▸ **Extrait du document**

:::

Mabrouck Rachedi, comment l’idée vous est venue de faire un pendant féminin à votre Petit Malik ?
Mabrouck Rachedi : Depuis sa sortie en 2008, les lecteurs me demandent une suite. Ça ne m’intéressait pas vraiment, mais il y avait une sensibilité particulière que je voulais revisiter, avec l’attrait de la nouveauté. Le défi, cette fois, a été de prendre un point de vue féminin. Comme je ne me sentais pas armé pour me glisser dans un personnage du sexe opposé, j’ai réfléchi à un talent que je pourrais connaître et ma sœur, que j’adore, à la fois comme personne et comme écrivain, s’est imposée de façon évidente.
Habiba Mahany : On fait souvent des signatures ensemble et les gens s’étonnent qu’on soit frère et sœur. Souvent, ils nous demandent : « Alors, quand est-ce que vous écrivez un livre ensemble ? ! »
M. R. : Du coup, on avait décidé de ne pas en écrire un ensemble, que ce serait trop attendu. Mais à force de s’entendre poser la question, inconsciemment, ça a dû jouer. L’histoire peut paraître belle, mais avant tout, on voulait un projet solide, viable et intéressant, et ma foi, j’ai réussi à convaincre ma sœur… en la suppliant !
(rires de Habiba)
Comment s’y prend-t-on pour écrire un roman à quatre mains ?
H. M. : On en a parlé avant, on s’est beaucoup vu pour se mettre d’accord sur ce qu’on voulait faire. Ensuite, on l’a écrit chacun de notre côté. On se l’envoyait par fragments. Par exemple, je reprenais ce qu’avait fait Mabrouck et je modifiais au besoin, et puis on se voyait pour en discuter. Dans l’ensemble, ce fût une très bonne collaboration et en général, Mabrouck était d’accord avec mes modifications et vice versa.
Vous avez réussi à vous fondre dans un style commun…
M. R. : On est frère et sœur, ça a sûrement aidé. Le socle culturel commun aussi. En tout, ça nous a pris un peu plus d’un an. Franchement, c’était idyllique !
Vous aviez un plan, une fin ?

:::

[Éléments de données]
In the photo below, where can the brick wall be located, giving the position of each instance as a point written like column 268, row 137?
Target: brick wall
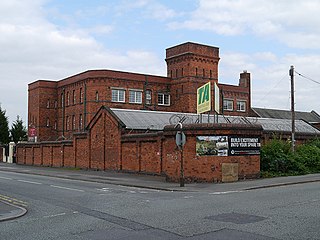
column 142, row 153
column 58, row 109
column 106, row 146
column 207, row 168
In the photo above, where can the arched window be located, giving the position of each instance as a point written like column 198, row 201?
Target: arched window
column 148, row 97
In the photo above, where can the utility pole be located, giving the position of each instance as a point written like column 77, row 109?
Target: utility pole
column 291, row 73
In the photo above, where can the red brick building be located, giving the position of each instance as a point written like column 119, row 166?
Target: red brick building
column 57, row 109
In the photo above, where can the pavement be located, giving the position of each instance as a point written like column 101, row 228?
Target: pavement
column 10, row 209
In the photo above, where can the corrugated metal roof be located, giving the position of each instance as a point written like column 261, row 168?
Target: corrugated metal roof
column 156, row 120
column 311, row 117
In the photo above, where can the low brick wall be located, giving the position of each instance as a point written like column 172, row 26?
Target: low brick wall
column 107, row 147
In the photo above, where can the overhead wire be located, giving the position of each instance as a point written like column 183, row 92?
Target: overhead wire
column 310, row 79
column 272, row 88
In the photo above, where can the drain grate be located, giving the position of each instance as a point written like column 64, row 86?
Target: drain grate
column 237, row 218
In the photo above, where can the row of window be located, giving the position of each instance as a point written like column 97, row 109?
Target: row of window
column 70, row 123
column 180, row 73
column 118, row 95
column 228, row 105
column 135, row 96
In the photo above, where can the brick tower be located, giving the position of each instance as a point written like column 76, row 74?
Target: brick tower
column 190, row 65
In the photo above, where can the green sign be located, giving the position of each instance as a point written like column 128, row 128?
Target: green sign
column 204, row 98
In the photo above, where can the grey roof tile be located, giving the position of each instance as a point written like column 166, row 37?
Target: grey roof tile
column 156, row 120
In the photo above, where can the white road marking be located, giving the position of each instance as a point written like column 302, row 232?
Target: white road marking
column 187, row 197
column 25, row 181
column 227, row 192
column 66, row 188
column 55, row 215
column 103, row 189
column 6, row 178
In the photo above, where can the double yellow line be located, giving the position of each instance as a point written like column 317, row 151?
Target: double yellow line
column 13, row 201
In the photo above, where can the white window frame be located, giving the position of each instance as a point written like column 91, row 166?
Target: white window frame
column 115, row 92
column 241, row 105
column 148, row 96
column 136, row 97
column 162, row 99
column 228, row 104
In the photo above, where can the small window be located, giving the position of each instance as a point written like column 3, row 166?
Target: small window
column 228, row 104
column 81, row 95
column 97, row 96
column 135, row 96
column 164, row 99
column 62, row 100
column 117, row 95
column 68, row 123
column 148, row 97
column 74, row 97
column 80, row 122
column 241, row 106
column 73, row 122
column 68, row 98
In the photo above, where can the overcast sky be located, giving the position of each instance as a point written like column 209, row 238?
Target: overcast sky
column 51, row 40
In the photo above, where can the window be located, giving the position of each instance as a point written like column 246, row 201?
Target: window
column 97, row 96
column 148, row 97
column 135, row 96
column 80, row 122
column 241, row 106
column 62, row 100
column 117, row 95
column 81, row 95
column 228, row 104
column 68, row 123
column 73, row 122
column 74, row 97
column 164, row 99
column 68, row 98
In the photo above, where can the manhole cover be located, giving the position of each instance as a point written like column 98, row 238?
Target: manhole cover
column 237, row 218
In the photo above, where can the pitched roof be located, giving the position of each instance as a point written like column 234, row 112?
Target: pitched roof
column 310, row 117
column 156, row 120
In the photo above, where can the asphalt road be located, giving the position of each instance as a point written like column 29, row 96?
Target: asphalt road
column 72, row 209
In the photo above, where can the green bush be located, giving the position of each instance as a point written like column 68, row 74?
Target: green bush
column 278, row 159
column 309, row 156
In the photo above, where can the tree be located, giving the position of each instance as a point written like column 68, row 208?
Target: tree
column 18, row 131
column 4, row 127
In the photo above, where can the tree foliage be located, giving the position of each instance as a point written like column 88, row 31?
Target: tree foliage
column 4, row 127
column 18, row 131
column 277, row 159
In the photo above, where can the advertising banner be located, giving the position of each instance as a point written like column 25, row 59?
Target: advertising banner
column 227, row 145
column 204, row 98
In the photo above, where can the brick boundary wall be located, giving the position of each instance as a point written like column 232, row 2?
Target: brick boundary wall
column 149, row 153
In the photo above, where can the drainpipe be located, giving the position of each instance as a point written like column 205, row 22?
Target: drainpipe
column 85, row 106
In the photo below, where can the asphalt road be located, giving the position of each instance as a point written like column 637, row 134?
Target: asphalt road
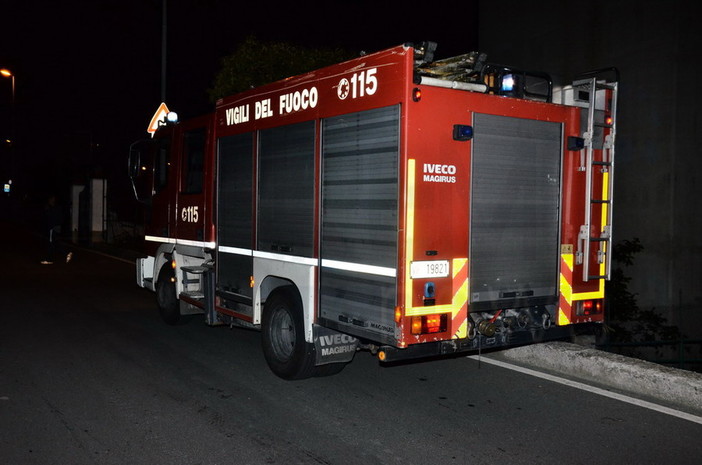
column 89, row 375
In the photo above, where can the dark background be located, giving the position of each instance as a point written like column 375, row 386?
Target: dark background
column 88, row 73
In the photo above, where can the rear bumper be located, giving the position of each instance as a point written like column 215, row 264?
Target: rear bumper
column 479, row 342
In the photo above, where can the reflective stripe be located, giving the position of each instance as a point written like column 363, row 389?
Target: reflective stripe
column 174, row 240
column 360, row 268
column 409, row 233
column 286, row 258
column 235, row 250
column 460, row 297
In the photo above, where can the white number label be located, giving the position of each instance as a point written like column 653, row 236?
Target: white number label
column 190, row 214
column 361, row 84
column 429, row 269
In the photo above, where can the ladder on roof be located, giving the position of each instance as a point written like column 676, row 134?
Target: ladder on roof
column 598, row 161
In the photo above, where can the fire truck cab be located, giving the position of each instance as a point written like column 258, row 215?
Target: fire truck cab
column 396, row 203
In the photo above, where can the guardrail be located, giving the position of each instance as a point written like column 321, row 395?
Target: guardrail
column 681, row 361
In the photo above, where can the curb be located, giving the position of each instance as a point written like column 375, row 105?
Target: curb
column 669, row 385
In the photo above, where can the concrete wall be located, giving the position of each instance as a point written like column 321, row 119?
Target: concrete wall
column 658, row 191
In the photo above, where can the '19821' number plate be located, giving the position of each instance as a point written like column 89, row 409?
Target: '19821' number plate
column 429, row 269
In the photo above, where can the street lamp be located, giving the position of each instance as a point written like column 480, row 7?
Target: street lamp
column 8, row 73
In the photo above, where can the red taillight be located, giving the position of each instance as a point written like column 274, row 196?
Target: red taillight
column 589, row 307
column 433, row 323
column 428, row 324
column 417, row 94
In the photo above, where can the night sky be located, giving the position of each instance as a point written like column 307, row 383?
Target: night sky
column 88, row 73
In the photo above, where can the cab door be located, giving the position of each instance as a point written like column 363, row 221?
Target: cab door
column 192, row 212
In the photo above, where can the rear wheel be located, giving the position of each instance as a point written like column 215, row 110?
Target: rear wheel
column 168, row 305
column 288, row 355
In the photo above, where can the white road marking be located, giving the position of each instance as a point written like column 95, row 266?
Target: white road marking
column 591, row 389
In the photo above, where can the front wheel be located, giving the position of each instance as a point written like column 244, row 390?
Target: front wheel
column 168, row 305
column 288, row 355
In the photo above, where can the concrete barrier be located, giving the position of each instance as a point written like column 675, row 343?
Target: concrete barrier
column 640, row 378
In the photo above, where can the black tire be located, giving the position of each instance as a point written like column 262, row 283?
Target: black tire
column 288, row 355
column 168, row 305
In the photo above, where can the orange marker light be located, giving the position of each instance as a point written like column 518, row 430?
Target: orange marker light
column 416, row 325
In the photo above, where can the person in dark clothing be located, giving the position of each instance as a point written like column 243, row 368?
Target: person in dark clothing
column 53, row 217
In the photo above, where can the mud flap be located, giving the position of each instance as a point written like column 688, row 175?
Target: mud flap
column 332, row 346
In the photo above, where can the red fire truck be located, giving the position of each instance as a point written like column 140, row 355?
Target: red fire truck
column 395, row 203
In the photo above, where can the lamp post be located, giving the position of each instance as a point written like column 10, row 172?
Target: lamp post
column 11, row 141
column 8, row 74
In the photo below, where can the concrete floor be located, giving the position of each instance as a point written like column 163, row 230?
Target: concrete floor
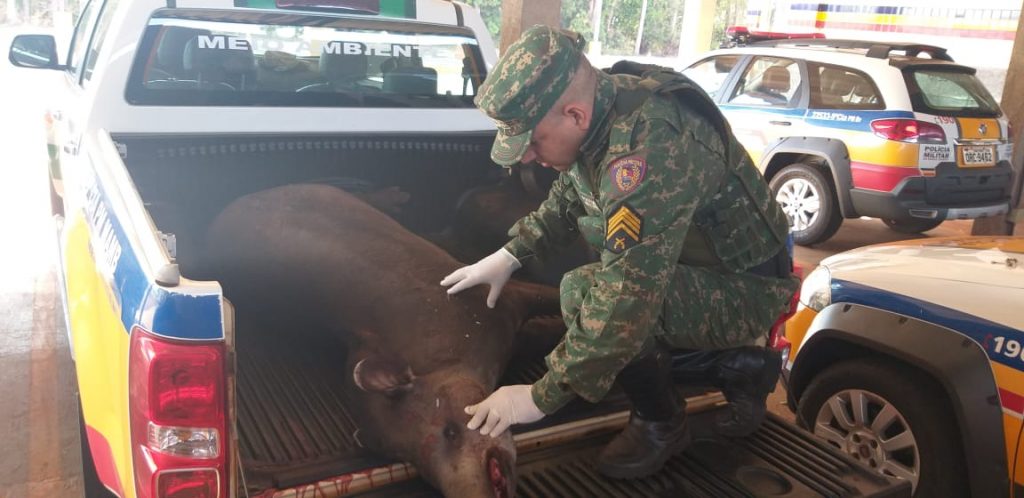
column 38, row 407
column 38, row 411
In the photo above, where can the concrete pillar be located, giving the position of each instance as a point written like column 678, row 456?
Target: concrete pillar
column 1013, row 106
column 698, row 16
column 518, row 15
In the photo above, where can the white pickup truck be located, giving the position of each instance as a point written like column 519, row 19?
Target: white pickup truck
column 172, row 110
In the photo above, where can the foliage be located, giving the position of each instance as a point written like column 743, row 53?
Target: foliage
column 621, row 18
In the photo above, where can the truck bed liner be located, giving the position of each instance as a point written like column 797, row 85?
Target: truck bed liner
column 294, row 429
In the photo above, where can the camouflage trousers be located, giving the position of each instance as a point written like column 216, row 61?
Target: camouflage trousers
column 704, row 308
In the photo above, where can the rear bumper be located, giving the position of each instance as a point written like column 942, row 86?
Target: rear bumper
column 887, row 205
column 952, row 194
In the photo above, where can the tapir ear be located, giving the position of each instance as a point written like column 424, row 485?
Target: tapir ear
column 383, row 375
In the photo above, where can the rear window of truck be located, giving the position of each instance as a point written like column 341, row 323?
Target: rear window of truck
column 949, row 92
column 204, row 57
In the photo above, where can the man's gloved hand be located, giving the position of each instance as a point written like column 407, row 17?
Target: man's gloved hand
column 494, row 271
column 507, row 406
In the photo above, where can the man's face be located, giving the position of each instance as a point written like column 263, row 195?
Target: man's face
column 556, row 139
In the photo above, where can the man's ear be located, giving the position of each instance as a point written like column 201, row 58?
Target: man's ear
column 579, row 114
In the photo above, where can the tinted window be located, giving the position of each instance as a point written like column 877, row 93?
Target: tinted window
column 836, row 87
column 86, row 23
column 949, row 92
column 98, row 37
column 308, row 61
column 768, row 81
column 711, row 74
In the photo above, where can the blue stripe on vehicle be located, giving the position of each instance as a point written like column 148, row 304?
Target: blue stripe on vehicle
column 972, row 326
column 143, row 302
column 851, row 120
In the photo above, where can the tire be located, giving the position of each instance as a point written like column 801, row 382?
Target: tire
column 913, row 225
column 809, row 202
column 922, row 431
column 90, row 480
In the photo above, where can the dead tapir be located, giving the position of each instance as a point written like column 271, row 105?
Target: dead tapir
column 418, row 357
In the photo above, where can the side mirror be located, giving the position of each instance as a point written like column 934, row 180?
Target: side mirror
column 34, row 51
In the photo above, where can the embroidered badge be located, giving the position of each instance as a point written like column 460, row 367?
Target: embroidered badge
column 627, row 173
column 624, row 231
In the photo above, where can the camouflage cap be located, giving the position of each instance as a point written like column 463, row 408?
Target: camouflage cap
column 525, row 83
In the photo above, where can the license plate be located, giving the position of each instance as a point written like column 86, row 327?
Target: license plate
column 977, row 156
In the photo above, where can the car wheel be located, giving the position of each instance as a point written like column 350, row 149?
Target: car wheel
column 809, row 202
column 915, row 225
column 91, row 485
column 891, row 418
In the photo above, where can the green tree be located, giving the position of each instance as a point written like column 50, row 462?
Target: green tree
column 491, row 10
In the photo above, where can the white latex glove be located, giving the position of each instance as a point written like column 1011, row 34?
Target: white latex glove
column 507, row 406
column 495, row 271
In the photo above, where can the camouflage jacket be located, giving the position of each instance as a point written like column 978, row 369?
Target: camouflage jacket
column 633, row 199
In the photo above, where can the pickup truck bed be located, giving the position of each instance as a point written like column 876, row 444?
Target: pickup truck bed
column 295, row 432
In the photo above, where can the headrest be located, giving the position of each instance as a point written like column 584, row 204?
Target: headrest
column 837, row 82
column 775, row 79
column 344, row 68
column 172, row 47
column 215, row 63
column 412, row 81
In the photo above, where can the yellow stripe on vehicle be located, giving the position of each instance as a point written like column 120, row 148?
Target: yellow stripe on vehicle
column 100, row 343
column 979, row 129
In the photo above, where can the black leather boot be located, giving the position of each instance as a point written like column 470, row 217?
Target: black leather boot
column 657, row 426
column 745, row 375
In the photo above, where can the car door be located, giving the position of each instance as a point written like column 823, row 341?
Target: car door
column 766, row 101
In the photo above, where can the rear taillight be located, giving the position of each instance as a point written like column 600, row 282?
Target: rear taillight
column 178, row 417
column 909, row 130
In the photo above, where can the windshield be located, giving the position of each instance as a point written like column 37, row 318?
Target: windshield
column 252, row 58
column 945, row 92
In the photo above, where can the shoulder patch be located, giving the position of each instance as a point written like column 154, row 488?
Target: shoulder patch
column 627, row 173
column 624, row 230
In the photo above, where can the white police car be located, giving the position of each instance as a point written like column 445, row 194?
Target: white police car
column 846, row 128
column 909, row 357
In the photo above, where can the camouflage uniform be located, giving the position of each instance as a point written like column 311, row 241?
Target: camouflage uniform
column 641, row 181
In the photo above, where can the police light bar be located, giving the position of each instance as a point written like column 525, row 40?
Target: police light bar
column 360, row 6
column 739, row 35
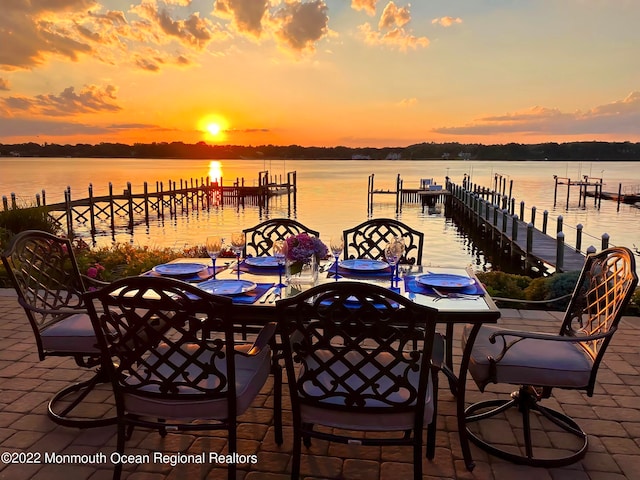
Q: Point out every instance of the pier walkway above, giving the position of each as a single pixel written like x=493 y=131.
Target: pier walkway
x=611 y=418
x=117 y=210
x=515 y=236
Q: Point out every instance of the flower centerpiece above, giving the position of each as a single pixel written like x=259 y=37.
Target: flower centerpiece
x=303 y=254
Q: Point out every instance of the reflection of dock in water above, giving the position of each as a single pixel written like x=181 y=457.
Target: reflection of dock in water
x=428 y=193
x=630 y=194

:::

▸ **Tâche demandée**
Pouvez-vous reproduire à l’identique le passage de l’entretien qui s’ouvre sur les mots comprenant « M. R. : Du coup, on » et se clôt sur « la suppliant ! » ? Les données ne jouent ici aucun rôle.

▸ **Résultat obtenu**
M. R. : Du coup, on avait décidé de ne pas en écrire un ensemble, que ce serait trop attendu. Mais à force de s’entendre poser la question, inconsciemment, ça a dû jouer. L’histoire peut paraître belle, mais avant tout, on voulait un projet solide, viable et intéressant, et ma foi, j’ai réussi à convaincre ma sœur… en la suppliant !